_Task_
Reproduce each of the following rows verbatim, in the order given.

#### Exercise input ####

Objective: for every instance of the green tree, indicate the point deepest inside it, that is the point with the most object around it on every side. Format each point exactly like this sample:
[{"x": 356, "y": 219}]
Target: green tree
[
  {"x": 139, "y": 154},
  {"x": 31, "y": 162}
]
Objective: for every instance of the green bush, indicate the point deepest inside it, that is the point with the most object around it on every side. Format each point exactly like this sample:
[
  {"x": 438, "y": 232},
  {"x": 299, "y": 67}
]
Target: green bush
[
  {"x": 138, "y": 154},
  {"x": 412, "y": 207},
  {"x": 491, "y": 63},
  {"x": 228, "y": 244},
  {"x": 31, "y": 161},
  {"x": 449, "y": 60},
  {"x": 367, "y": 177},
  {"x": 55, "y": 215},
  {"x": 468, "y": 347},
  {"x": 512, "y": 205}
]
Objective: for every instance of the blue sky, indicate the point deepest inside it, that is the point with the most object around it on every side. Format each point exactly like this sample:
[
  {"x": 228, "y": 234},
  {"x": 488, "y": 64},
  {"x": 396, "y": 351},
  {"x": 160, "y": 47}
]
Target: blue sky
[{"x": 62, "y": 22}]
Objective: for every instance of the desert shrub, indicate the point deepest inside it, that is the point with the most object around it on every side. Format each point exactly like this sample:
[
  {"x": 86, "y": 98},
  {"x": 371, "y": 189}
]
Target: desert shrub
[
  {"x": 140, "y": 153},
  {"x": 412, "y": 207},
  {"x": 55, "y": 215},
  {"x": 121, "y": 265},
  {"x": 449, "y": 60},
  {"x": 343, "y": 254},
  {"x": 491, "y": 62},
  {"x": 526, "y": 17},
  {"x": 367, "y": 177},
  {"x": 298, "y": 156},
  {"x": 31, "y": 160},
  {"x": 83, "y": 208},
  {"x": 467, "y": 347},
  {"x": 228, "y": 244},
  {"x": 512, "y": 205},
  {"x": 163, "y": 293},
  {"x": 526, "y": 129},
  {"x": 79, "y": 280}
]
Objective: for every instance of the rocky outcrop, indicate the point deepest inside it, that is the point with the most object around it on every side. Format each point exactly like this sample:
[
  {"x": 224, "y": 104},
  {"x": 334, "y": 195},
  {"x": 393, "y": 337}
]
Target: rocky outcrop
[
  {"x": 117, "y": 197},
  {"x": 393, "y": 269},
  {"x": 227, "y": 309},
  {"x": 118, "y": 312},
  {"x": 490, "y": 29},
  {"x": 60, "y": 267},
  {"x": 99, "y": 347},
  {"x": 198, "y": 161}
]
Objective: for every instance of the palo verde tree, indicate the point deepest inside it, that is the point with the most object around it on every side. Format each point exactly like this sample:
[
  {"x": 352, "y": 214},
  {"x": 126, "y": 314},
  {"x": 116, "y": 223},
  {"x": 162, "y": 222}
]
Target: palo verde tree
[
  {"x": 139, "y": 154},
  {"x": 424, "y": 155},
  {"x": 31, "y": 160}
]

####

_Answer to this problem_
Objective: for every instance of the green tree, indicate the point deepest inside it, that is the point with the most object around it on every side. Format each point exactly like this sample:
[{"x": 356, "y": 219}]
Target: green tree
[
  {"x": 139, "y": 154},
  {"x": 31, "y": 162}
]
Objective: for every instance of the green bush, indicate the point deepest inside it, that is the point with the most object around it on every side. Format each point exactly like this sample:
[
  {"x": 438, "y": 232},
  {"x": 299, "y": 67}
]
Target: green bush
[
  {"x": 138, "y": 154},
  {"x": 412, "y": 207},
  {"x": 491, "y": 63},
  {"x": 228, "y": 244},
  {"x": 31, "y": 161},
  {"x": 449, "y": 60},
  {"x": 367, "y": 177},
  {"x": 55, "y": 215},
  {"x": 468, "y": 347},
  {"x": 512, "y": 205}
]
Objective: for every instance of the blue sky, indicate the point deepest inside it, that is the point with the most object around it on every side. Format each point exactly like this sample:
[
  {"x": 228, "y": 234},
  {"x": 488, "y": 64},
  {"x": 396, "y": 351},
  {"x": 160, "y": 47}
]
Target: blue sky
[{"x": 62, "y": 22}]
Objective: for every instance of the desert shrub, indicate the point deepest inside it, that is the point with the most object around it on every side. Format each point exactly like this sample:
[
  {"x": 86, "y": 98},
  {"x": 371, "y": 189}
]
Target: desert shrub
[
  {"x": 140, "y": 153},
  {"x": 412, "y": 207},
  {"x": 55, "y": 215},
  {"x": 121, "y": 265},
  {"x": 449, "y": 60},
  {"x": 343, "y": 254},
  {"x": 491, "y": 62},
  {"x": 526, "y": 17},
  {"x": 367, "y": 177},
  {"x": 298, "y": 156},
  {"x": 31, "y": 160},
  {"x": 83, "y": 208},
  {"x": 467, "y": 347},
  {"x": 228, "y": 244},
  {"x": 512, "y": 205},
  {"x": 163, "y": 293},
  {"x": 526, "y": 129},
  {"x": 79, "y": 280}
]
Objective: for every instance of the rocky outcrop, indicate the point deepest inside it, that is the point with the most object around it on every side. Format each point exactly like this sample:
[
  {"x": 224, "y": 104},
  {"x": 334, "y": 195},
  {"x": 393, "y": 337}
]
Target: rocky outcrop
[
  {"x": 117, "y": 197},
  {"x": 393, "y": 269},
  {"x": 227, "y": 309},
  {"x": 118, "y": 312},
  {"x": 490, "y": 29},
  {"x": 60, "y": 267},
  {"x": 99, "y": 347},
  {"x": 198, "y": 161}
]
Objective: for every instance of the palo verde tree, indicate the point deepest inside it, that is the point with the most object around it on every side. Format each point exactly like this sample:
[
  {"x": 352, "y": 214},
  {"x": 126, "y": 314},
  {"x": 116, "y": 223},
  {"x": 162, "y": 222}
]
Target: palo verde tree
[
  {"x": 139, "y": 154},
  {"x": 424, "y": 155},
  {"x": 31, "y": 160}
]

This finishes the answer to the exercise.